> _SHORT PROBLEM_:
Retype, without alteration, each line from the line containing "Target: blue striped shirt" to the final line of the records.

> _A run of records_:
=-=-=-=-=

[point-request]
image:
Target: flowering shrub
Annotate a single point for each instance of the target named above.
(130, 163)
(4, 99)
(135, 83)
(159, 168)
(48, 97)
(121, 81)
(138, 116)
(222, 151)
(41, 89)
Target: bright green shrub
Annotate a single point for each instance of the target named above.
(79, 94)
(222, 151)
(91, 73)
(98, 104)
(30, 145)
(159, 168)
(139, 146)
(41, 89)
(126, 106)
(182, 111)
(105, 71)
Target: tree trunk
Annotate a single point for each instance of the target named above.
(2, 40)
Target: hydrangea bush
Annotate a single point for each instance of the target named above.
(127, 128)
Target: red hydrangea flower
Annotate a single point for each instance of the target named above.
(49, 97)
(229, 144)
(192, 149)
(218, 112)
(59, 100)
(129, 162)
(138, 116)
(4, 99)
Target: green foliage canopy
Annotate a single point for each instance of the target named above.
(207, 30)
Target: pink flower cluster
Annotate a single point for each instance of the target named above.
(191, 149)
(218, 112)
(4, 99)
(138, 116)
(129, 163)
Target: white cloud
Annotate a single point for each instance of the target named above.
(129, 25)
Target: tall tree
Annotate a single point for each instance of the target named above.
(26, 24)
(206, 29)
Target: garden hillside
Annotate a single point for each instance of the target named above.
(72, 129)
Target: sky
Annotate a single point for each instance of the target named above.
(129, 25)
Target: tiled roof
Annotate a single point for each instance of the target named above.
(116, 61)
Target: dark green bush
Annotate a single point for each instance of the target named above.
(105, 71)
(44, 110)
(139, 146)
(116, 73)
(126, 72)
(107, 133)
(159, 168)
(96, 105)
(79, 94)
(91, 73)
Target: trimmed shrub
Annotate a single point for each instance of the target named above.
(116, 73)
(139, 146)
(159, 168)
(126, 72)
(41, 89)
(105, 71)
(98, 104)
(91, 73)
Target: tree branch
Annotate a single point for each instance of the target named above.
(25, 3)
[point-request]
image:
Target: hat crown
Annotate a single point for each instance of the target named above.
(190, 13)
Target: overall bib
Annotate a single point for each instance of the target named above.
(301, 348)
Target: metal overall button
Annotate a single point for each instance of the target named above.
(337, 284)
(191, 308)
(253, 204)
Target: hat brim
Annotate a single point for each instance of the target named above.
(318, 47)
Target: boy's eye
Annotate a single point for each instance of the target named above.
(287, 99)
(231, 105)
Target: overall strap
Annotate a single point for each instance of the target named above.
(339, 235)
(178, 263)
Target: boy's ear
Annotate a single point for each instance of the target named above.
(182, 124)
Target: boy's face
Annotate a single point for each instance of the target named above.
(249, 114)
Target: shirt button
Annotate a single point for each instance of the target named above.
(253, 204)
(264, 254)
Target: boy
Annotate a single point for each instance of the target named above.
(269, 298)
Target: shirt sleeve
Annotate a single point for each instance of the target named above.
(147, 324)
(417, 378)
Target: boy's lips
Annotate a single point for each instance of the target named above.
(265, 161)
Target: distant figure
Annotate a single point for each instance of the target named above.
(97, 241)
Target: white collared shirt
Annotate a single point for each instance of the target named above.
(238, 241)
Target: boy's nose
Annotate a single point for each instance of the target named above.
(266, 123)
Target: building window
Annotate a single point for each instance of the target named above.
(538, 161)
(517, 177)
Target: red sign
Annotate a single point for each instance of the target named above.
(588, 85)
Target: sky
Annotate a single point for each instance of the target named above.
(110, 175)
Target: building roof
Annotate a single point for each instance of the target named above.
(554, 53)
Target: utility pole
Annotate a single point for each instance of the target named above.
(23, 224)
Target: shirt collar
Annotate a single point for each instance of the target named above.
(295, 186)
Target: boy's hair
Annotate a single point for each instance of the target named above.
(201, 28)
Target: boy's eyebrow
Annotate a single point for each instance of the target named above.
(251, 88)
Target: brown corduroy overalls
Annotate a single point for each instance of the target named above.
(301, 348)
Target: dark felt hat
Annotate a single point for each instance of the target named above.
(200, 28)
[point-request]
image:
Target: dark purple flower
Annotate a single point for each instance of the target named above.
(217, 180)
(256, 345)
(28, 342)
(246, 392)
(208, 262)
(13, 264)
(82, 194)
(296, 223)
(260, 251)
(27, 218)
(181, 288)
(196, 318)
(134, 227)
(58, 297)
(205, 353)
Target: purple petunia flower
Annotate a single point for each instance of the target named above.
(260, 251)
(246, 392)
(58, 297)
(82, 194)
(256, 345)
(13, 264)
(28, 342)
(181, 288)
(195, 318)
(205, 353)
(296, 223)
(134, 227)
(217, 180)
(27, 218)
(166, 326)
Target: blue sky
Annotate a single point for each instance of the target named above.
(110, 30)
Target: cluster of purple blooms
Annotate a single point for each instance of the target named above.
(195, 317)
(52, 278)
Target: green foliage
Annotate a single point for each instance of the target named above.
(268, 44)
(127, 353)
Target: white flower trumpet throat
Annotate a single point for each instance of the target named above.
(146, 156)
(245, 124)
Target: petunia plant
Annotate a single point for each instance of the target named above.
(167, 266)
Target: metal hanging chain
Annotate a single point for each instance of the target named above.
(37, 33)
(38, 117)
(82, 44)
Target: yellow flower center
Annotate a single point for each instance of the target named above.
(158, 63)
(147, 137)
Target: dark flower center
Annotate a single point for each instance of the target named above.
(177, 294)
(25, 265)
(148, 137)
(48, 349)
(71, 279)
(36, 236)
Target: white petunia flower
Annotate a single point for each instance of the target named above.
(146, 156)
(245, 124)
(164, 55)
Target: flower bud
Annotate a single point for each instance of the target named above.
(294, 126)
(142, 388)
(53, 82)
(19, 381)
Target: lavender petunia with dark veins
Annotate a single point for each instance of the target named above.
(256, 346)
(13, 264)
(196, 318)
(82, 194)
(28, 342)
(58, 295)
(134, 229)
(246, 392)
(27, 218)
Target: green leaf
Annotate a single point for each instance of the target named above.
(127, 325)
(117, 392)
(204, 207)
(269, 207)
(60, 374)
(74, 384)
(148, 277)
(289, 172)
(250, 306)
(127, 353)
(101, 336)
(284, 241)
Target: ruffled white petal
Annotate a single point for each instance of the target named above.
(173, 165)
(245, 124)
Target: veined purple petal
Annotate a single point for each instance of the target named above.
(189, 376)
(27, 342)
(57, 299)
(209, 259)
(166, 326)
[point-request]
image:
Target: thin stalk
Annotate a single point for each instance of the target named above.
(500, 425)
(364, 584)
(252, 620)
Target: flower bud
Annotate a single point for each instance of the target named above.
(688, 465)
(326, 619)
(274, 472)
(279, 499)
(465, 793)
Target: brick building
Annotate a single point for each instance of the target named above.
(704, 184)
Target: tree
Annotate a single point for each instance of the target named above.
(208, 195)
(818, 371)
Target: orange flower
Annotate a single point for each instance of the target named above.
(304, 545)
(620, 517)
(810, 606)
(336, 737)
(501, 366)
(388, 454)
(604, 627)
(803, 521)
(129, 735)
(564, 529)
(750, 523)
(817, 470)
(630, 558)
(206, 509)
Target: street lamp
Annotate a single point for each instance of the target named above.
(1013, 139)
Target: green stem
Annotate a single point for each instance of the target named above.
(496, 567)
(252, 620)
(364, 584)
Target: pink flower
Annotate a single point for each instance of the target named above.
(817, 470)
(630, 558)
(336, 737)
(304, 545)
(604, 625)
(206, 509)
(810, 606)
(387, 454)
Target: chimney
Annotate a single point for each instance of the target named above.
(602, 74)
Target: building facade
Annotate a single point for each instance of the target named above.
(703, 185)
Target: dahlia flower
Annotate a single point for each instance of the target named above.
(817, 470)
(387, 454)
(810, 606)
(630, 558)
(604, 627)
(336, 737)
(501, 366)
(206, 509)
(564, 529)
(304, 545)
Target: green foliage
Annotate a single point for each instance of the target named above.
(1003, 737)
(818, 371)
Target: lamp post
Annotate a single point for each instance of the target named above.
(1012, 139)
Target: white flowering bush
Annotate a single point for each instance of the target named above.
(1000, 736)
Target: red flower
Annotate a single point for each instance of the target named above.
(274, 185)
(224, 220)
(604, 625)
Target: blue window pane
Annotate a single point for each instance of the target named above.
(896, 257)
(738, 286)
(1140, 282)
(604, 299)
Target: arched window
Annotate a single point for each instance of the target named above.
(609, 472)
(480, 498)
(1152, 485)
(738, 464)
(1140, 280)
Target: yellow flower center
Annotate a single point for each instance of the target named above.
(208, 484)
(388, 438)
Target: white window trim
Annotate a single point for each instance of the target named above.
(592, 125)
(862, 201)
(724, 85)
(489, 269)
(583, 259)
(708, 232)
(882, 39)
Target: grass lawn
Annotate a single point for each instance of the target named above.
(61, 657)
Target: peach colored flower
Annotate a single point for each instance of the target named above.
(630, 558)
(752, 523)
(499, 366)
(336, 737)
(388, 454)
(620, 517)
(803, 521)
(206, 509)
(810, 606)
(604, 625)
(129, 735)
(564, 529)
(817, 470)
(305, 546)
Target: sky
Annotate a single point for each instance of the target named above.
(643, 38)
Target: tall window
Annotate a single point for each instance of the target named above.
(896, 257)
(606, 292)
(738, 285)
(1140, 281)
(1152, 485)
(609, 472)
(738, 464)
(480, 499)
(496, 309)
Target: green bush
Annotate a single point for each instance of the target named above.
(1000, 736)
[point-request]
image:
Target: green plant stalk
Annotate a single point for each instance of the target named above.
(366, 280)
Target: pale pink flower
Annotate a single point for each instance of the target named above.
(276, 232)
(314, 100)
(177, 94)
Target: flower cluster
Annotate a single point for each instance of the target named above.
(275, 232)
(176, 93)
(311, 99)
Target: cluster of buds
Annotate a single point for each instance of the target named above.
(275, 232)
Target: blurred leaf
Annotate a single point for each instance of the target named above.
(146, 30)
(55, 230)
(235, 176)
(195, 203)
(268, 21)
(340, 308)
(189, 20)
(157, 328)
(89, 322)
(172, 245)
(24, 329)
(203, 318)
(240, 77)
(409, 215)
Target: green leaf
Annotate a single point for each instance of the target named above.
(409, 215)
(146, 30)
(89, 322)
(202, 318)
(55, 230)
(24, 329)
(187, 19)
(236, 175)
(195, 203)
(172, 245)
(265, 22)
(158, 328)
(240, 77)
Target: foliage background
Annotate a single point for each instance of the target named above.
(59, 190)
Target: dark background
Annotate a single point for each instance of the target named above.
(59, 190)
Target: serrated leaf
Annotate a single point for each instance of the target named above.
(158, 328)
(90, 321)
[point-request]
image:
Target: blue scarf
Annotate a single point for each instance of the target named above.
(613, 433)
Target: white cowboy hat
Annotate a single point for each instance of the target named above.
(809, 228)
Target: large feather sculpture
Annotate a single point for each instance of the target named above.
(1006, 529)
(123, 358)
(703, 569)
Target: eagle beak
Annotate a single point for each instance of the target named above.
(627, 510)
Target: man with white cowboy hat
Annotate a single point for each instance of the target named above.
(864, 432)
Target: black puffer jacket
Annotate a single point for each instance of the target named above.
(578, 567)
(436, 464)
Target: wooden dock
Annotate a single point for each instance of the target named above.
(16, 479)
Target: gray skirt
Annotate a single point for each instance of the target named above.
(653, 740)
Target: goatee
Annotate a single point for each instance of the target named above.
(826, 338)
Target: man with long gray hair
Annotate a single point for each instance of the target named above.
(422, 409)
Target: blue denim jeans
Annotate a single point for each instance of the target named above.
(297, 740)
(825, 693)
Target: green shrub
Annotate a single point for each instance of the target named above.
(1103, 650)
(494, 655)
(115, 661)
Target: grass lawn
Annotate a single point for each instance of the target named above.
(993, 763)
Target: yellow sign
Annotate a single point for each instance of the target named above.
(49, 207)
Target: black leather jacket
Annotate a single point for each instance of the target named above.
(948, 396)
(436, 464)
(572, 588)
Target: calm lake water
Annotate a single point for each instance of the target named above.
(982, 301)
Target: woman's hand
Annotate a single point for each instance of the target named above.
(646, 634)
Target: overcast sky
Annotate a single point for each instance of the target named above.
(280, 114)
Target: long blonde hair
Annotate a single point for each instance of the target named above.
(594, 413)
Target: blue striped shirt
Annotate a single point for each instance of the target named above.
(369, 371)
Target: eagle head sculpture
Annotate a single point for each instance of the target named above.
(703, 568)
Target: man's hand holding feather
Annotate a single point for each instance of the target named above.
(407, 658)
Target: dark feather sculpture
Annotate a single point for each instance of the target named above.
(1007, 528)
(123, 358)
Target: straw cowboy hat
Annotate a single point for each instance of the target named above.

=-=-=-=-=

> _RESPONSE_:
Target: blue striped shirt
Annotate a single point for each instance of the target named above.
(369, 371)
Target: eagle head sculpture
Annotate a single point for each instance of the target named above.
(703, 568)
Target: man's hand holding feather
Annotate a single point for each instance of the target named above.
(407, 658)
Target: dark feather sculpture
Annotate a single point for each instance of the target named above.
(1007, 528)
(123, 358)
Target: straw cowboy hat
Annotate a single point for each instance of the target named above.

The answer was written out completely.